Top of THE DATA
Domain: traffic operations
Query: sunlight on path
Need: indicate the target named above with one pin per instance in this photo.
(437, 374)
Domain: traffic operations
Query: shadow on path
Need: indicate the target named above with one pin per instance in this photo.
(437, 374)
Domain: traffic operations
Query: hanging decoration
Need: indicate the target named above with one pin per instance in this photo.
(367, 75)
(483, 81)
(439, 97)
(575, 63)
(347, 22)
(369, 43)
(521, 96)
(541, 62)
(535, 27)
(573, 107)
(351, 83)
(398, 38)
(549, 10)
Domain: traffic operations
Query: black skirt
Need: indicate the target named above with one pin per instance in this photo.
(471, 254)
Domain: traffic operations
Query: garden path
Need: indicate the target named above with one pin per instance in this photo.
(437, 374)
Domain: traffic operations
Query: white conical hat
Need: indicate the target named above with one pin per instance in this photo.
Bottom of THE DATA
Top of THE DATA
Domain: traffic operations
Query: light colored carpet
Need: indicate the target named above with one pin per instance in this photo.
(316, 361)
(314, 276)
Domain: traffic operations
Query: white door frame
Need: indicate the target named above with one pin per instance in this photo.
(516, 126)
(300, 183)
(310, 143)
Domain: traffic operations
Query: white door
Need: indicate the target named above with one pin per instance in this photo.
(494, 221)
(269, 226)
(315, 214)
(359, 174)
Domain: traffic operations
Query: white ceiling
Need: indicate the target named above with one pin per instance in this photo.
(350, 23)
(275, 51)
Bottom of THE DATA
**TASK DIRECTIONS:** Repeat, exactly as they stand above, the lines from the line with "Query: black skirt" to the line with "Query: white conical hat", both lines included.

**ANSWER SECTION:**
Query: black skirt
Need: indicate the target named above with one pin per instance in this photo.
(471, 254)
Domain: traffic operations
Query: garden path
Need: indicate the target named above with one pin per instance in this photo.
(437, 374)
Domain: traffic operations
Query: white conical hat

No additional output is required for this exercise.